## Exercise
Quote the whole listing word for word, please.

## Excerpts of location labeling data
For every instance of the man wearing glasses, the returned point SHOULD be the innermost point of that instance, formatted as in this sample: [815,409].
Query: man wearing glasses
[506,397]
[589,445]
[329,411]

## Correct output
For every instance of the man wearing glasses, the returned point SHOULD be the innermost point of that instance, formatted as in this sample: [815,409].
Query: man wearing glasses
[506,397]
[589,445]
[329,411]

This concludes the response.